* _EXCERPTED PASSAGE_
- - - - - - -
OVA⁺ liposomes enhance Th17 polarization in infected mice. Mice treated as in Fig. 3C (or left untreated; none) were analyzed for expression of master transcription factors RORγt (A), T-bet (B), Foxp3 (C), and GATA-3 (D) in the renal LNs by intracellular staining followed by flow cytometry. Data for RORγt/T-bet staining are pooled from three experiments (untreated, n = 9; empty, n = 12; OVA, n = 18), and data for Foxp3/GATA-3 staining are pooled from two experiments (untreated, n = 7; empty, n = 6; OVA, n = 10). (E) Expression of indicated transcription factors by OT.II cells in the kidney of OVA⁺ liposome–treated mice (n = 11). (F) Expression of indicated chemokine receptors by OT.II cells in the renal LNs, as determined by flow cytometry. (G) Relative expression of indicated chemokines, as determined by Western blot. *p < 0.05. ns, not significant.

We next characterized the expression of chemokine receptors in the liposome-treated mice. Multiplex PCR on cDNA generated from Ag-specific CD4⁺ T cells purified from the renal LNs of infected mice treated either with empty or OVA⁺ liposomes revealed differential regulation of several receptors in these lymphocytes (Supplemental Fig. 2C). These differences could be recapitulated by flow cytometry, which revealed enhanced expression of CCR1 and CCR6, but reduced CCR5, by OT.II cells in OVA⁺ liposome–treated animals (Fig. 4F). CCR6 was shown to mediate the migration of Th17 cells into nephritic kidneys (9), whereas CCR5 is associated with immunopathology in this tissue (10).
- - - - - - -
* _ASSIGNED TASK 1_
In the passage on liposome-treated mice, which chemokine receptors did flow cytometry show as more highly expressed by OT.II cells in OVA⁺ liposome–treated animals?
* _ASSIGNED TASK 2_
Pick up the passage on Th17 polarization in liposome-treated mice after its final sentence and continue writing it.
The listing that comes after has no connection to the passage on liposome-treated mice.

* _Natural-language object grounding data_
- - - - - - -
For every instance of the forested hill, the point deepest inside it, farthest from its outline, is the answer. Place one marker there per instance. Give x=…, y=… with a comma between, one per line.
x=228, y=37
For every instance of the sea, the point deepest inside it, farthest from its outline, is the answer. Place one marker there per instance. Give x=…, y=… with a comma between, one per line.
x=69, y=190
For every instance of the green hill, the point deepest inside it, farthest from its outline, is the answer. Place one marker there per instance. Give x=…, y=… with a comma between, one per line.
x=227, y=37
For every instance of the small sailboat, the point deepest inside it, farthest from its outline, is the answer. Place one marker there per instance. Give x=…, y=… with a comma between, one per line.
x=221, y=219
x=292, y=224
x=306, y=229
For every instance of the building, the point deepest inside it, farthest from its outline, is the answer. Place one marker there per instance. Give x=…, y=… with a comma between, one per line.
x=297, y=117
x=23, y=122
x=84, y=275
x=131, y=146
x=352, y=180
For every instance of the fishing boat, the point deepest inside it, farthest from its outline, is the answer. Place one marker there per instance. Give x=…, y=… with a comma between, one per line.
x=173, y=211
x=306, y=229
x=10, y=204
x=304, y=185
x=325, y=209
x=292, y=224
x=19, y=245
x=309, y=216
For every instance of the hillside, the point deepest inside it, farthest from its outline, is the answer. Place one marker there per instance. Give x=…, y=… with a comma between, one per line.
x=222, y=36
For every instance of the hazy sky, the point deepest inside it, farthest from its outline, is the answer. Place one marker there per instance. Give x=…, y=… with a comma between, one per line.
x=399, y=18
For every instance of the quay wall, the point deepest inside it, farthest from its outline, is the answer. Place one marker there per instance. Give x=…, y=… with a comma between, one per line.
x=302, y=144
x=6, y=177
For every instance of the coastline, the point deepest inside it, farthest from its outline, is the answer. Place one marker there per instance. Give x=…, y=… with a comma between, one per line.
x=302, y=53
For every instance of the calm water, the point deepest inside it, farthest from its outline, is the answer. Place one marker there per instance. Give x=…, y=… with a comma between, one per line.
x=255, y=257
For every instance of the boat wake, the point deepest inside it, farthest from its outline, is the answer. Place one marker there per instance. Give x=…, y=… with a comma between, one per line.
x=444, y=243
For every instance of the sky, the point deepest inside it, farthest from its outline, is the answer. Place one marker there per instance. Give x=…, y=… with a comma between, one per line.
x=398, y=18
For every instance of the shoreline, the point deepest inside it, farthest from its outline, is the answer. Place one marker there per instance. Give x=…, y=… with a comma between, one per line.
- - - - - - -
* _YOUR RESPONSE 1_
CCR1 and CCR6.

* _YOUR RESPONSE 2_
We also analyzed chemokine expression in the kidney by Western blot array (Supplemental Fig. 2D). Although CXCL16 and CX3CL1 (fractalkine) were increased significantly in empty liposome–treated kidneys (Fig. 4G), MIP1γ and CXCL12 were significantly reduced (Fig. 4G). This suggests that, despite the enhanced levels of some chemokines during infection, important signals remain missing. Therefore, our data show that OVA⁺ liposome treatment stimulates the expression of a distinct profile of chemokine receptors and ligands, inducing Ag-specific T cell migration into the kidney.

In conclusion, we discovered that there is defective recruitment of Ag-specific CD4⁺ T cells to the kidney during systemic C. albicans infection. Although further work is needed to understand the reasons for this deficiency, as well as why it does not affect CD8⁺ T cells, our observations revealed why the adaptive immune system is redundant during these infections. Moreover, we showed that artificially restoring CD4⁺ T cell responses in the kidney improves infection outcome. These findings have significant implications for our understanding of antifungal immunity and control of fungal growth within the kidney.